DOCUMENT EXCERPT:
◆ ◆ ◆

KEI comments for House Committee on Ways and Means Hearing on Trans-Pacific Partnership Agreement (TPPA)

On Wednesday, December 14, 2011 the Subcommittee on Trade of the Committee on Ways and Means held a hearing on the Trans-Pacific Partnership Agreement (TPPA). Oral testimony was accepted only from invited witnesses. These witnesses included: Ambassador Demetrios Marantis (Deputy U.S. Trade Representative), Devry S. Boughner (Director, Intenrational Business Relations on behalf of Cargill Inc. and U.S. Business Coalition for TPP), Angela Marshall Hofmann (Vice President for Global Integrated Sourcing on Trade, Wal-Mart Stores), and Michael Wessel (President of The Wessel Group).

KEI submitted written comments for the record. These comments included a call for greater transparency, concerns regarding the U.S. intellectual property proposals that will restrict access to medicines, and highlights areas of the U.S. proposal that are inconsistent with current U.S. law. KEI’s full comments are available here for download. The introduction to the written statement is reprinted below.

The United States’ proposed text on intellectual property for the Trans Pacific Partnership Agreement (TPPA) will harm people living in the United States and other TPPA member states. The lack of transparency in the negotiation is appalling and unequal, particularly where corporate interests have preferred legal access to information about the negotiations while providing information about the negotiation to the general public is illegal, and subject to career ending sanctions and the possibility of long prison terms.

◆ ◆ ◆

INFORMATION:
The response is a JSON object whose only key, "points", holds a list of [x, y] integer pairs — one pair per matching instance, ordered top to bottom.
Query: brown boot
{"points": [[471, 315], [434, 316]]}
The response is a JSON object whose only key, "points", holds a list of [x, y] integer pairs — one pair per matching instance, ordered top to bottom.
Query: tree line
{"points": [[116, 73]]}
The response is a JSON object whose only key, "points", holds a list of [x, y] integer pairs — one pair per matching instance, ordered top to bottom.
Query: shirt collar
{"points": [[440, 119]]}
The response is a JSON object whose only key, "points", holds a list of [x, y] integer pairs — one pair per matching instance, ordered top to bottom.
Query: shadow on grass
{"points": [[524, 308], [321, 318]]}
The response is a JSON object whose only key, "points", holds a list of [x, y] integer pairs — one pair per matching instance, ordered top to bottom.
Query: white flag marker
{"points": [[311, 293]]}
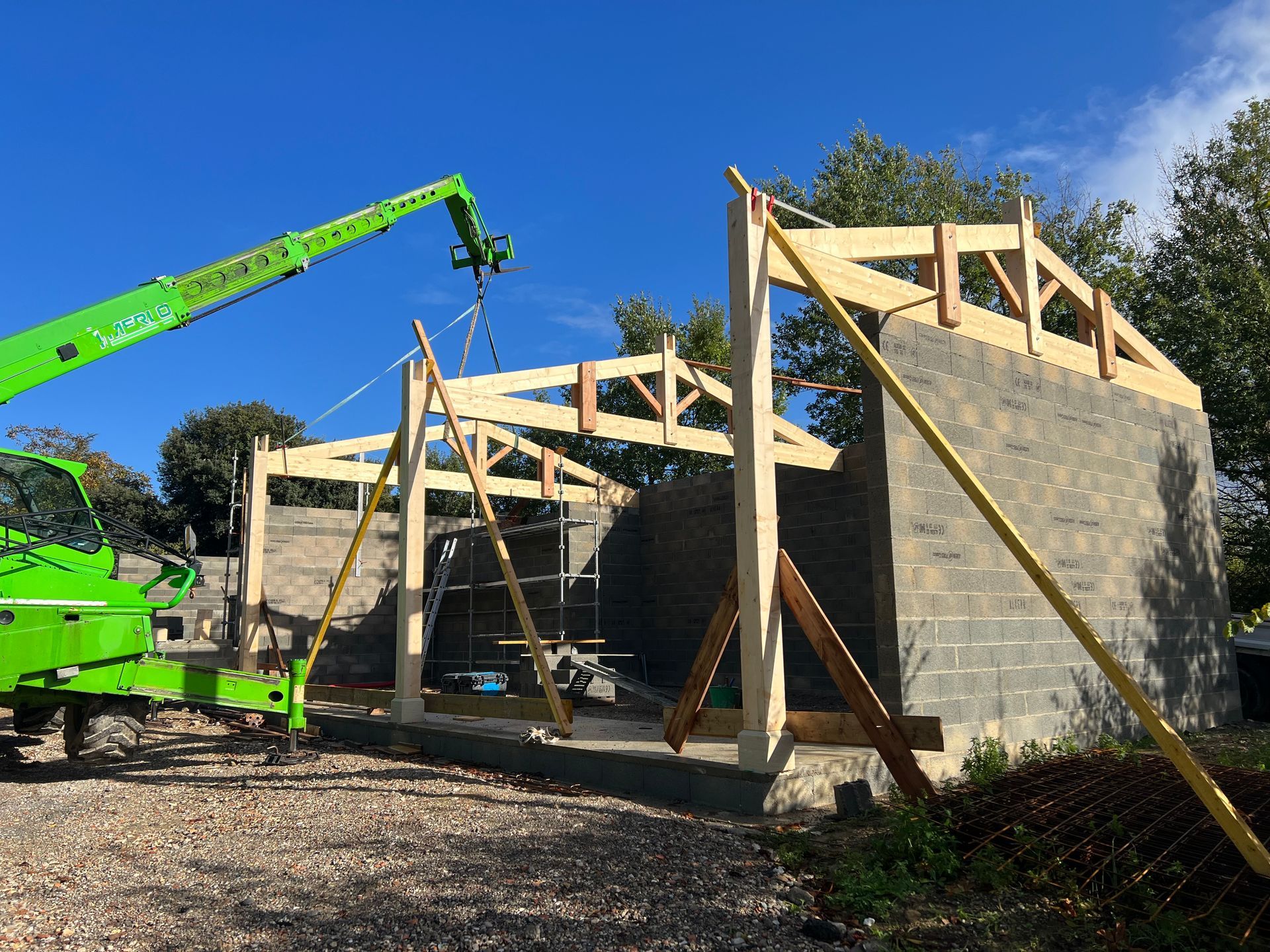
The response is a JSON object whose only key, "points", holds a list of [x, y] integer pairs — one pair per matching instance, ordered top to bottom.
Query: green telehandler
{"points": [[75, 641]]}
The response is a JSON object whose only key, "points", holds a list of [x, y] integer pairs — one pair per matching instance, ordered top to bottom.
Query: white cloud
{"points": [[1235, 69]]}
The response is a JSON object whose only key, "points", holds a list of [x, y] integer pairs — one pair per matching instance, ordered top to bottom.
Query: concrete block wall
{"points": [[1117, 493], [689, 549], [538, 560]]}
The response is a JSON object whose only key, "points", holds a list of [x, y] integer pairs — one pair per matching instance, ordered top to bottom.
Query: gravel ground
{"points": [[198, 846]]}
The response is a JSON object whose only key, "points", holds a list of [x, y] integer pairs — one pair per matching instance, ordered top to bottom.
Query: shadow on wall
{"points": [[1176, 651]]}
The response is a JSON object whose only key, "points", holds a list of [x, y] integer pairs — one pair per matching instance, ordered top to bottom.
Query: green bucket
{"points": [[724, 696]]}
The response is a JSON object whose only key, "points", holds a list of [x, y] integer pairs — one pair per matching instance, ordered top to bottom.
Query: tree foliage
{"points": [[864, 182], [1206, 303], [640, 321], [196, 467], [112, 487]]}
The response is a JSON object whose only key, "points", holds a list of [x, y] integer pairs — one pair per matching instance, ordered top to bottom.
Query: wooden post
{"points": [[1021, 268], [949, 305], [1105, 331], [667, 389], [585, 397], [546, 473], [412, 516], [252, 560], [505, 560], [704, 666], [763, 746], [896, 752], [1235, 825]]}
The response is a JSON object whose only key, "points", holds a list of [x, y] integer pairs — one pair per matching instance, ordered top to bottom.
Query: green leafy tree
{"points": [[864, 182], [1206, 306], [640, 321], [196, 467], [112, 487]]}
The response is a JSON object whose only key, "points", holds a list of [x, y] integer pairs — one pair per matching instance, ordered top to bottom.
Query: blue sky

◆ ◆ ◆

WORK ITEM A:
Do these statements agree with the article on the TPPA hearing? Answer yes or no for each, and quote the words from the article that decide it.
(i) Anyone who wished to could give oral testimony at the hearing.
(ii) The hearing was held by the Subcommittee on Trade of the Committee on Ways and Means.
(iii) KEI submitted written comments for the record.
WORK ITEM B: Write a continuation of the article on the TPPA hearing, starting after its last sentence.

WRITTEN ANSWER A:
(i) No: "Oral testimony was accepted only from invited witnesses."
(ii) Yes: "the Subcommittee on Trade of the Committee on Ways and Means held a hearing on the Trans-Pacific Partnership Agreement (TPPA)"
(iii) Yes: "KEI submitted written comments for the record."

WRITTEN ANSWER B:
USTR has proposed several measures that will clearly increase prices and restrict access to medicines. These proposals go beyond the requirements of the WTO Agreement on TRIPS, limit the applicability of the Doha Declaration on TRIPS and Public Health, and abandon the May 10th Agreement between the Bush Administration and the House of Representatives which agreed that certain TRIPS-plus mechanisms should not be part of a mandatory protocol, which places the Obama Administration closer to the pharmaceutical lobby than the Bush Administration, as regards trade policy

In addition, USTR’s text contains multiple proposals that are inconsistent with current U.S. law. These areas would give greater privileges to owners of patents, copyrights and other intellectual property rights, undermining consumer rights and protections.